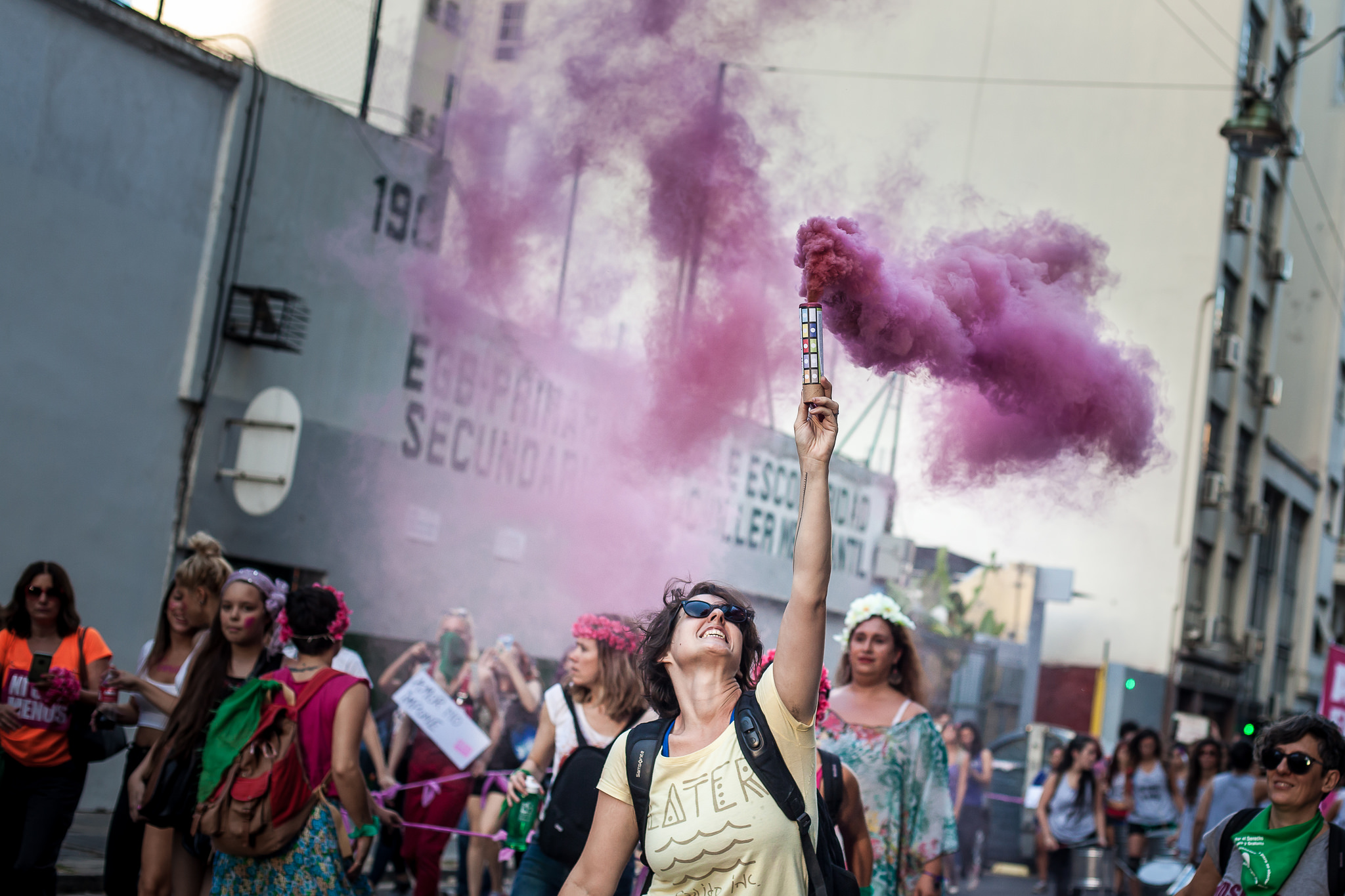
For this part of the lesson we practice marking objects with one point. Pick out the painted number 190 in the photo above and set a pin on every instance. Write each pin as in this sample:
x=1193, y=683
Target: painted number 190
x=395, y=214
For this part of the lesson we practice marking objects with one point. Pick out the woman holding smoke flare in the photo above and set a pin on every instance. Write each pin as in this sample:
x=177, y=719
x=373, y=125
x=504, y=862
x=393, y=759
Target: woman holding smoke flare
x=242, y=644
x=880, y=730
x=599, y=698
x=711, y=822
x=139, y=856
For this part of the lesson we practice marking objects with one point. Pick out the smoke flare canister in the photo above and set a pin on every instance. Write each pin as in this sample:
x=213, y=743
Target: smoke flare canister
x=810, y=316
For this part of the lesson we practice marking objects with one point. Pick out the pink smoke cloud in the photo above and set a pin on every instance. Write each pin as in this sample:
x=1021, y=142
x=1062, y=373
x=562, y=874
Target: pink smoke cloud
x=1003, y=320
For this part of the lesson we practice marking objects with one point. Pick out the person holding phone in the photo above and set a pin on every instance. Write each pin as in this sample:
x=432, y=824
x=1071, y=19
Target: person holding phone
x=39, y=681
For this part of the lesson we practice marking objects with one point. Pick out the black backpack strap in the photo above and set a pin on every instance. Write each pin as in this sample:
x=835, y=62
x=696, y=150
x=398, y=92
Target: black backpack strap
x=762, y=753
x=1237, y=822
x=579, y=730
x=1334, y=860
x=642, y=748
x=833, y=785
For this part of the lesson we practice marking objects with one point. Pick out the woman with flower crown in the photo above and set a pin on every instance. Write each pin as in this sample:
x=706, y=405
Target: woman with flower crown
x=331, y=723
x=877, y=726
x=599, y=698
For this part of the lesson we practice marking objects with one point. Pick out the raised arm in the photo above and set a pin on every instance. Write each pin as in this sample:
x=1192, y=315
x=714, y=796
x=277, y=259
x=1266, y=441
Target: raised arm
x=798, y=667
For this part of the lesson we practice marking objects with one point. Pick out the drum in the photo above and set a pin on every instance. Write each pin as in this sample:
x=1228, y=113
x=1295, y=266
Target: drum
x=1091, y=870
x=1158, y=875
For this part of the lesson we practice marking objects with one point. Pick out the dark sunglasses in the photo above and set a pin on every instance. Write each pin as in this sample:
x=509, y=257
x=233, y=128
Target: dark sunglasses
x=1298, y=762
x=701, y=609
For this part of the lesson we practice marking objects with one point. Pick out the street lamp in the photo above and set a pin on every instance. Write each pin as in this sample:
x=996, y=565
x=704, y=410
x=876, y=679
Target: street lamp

+ + +

> **PROBLEM TO WORK ON**: Arrange every line of the entries above as a Markdown table with the columns "Row" and "Line", numbering the rows in order and skipping blank lines. Leave the images out of the table.

> **REPLY**:
| Row | Line |
|---|---|
| 1 | For this part of the lesson we practice marking objects with one point. Pick out the painted number 190 in the photo above and set a pin on every instance. Write each pin as in this sample: |
| 2 | x=1193, y=683 |
| 3 | Target: painted number 190 |
| 4 | x=395, y=214 |
| 5 | For this part of the lesson we practice marking objects with one point. Pick out the woman holding smoke flare in the photo above and set a pin on every instance. Write each pin as in this sample: |
| 6 | x=177, y=719 |
| 7 | x=373, y=125 |
| 8 | x=504, y=862 |
| 9 | x=393, y=759 |
| 10 | Target: woman holding smoke flare |
| 11 | x=242, y=644 |
| 12 | x=880, y=730 |
| 13 | x=599, y=698 |
| 14 | x=711, y=822 |
| 15 | x=139, y=856 |
| 16 | For this part of the lesson we practice marking objects with one point. Pick out the smoke flare canister in the photo above and set a pin on every instance. Write each pin as in this sample: |
| 17 | x=213, y=743 |
| 18 | Target: smoke flare canister |
| 19 | x=810, y=316 |
| 20 | For this part of the lesson we practice marking objects with one point. Pick out the pink smoke cloud in the photo above and set a pin on every instance. Write each pin as in this sample: |
| 21 | x=1021, y=142 |
| 22 | x=1062, y=373 |
| 23 | x=562, y=874 |
| 24 | Target: pink smoke cloud |
| 25 | x=1003, y=320 |
| 26 | For this part of the lesson we practice marking objects with one point. Pick out the person holding phone in the photo above and set a pin on every instance. Write each pin as in this sample: |
| 27 | x=432, y=824 |
| 28 | x=1071, y=19 |
| 29 | Target: person holding phone |
| 30 | x=39, y=681 |
| 31 | For this part of the lesson we practice marking objects with one point. Pick out the black backpack strap in the photo above and set a pin on every instance. Write each pin as in this sample: |
| 32 | x=835, y=62 |
| 33 | x=696, y=150 |
| 34 | x=398, y=92 |
| 35 | Target: black backpack strap |
| 36 | x=762, y=753 |
| 37 | x=1237, y=822 |
| 38 | x=579, y=730 |
| 39 | x=1334, y=860 |
| 40 | x=642, y=748 |
| 41 | x=833, y=785 |
| 42 | For this part of the lesson we practice marking objects with one point. Pick out the woman with flower crown in the photo above and set a pin on every instance. Write each pin as in this sample: |
| 43 | x=706, y=405 |
| 44 | Target: woman with flower crown |
| 45 | x=331, y=723 |
| 46 | x=877, y=726 |
| 47 | x=599, y=698 |
| 48 | For this part of the lesson we practice marking objects with one point. Pick out the raised arm in the photo above and set a pin on every instance. Write each pin as in this sample: |
| 49 | x=1192, y=315 |
| 50 | x=714, y=796 |
| 51 | x=277, y=259 |
| 52 | x=1266, y=441 |
| 53 | Target: raised arm |
| 54 | x=798, y=667 |
| 55 | For this part of the lesson we practice marking objects with one point. Pick out the drum in the photo above and set a pin on every instance. Write each pin as in this sample: |
| 56 | x=1228, y=113 |
| 57 | x=1295, y=266 |
| 58 | Target: drum |
| 59 | x=1091, y=870 |
| 60 | x=1158, y=875 |
| 61 | For this part of the lesson we practice marking objects with one point. Pick out the dark sunglasses in the photo above and set a pin on every instance. Write each pin as in this sample: |
| 62 | x=509, y=257 |
| 63 | x=233, y=128 |
| 64 | Target: dark sunglasses |
| 65 | x=1298, y=762 |
| 66 | x=701, y=609 |
| 67 | For this part of the lesson we practice marking objects with one point. Pick out the street lamp in the photo above and set a pin on every instance. Write each pin as in this sample: |
| 68 | x=996, y=565 |
| 69 | x=704, y=410 |
| 70 | x=876, y=679 |
| 71 | Target: street lamp |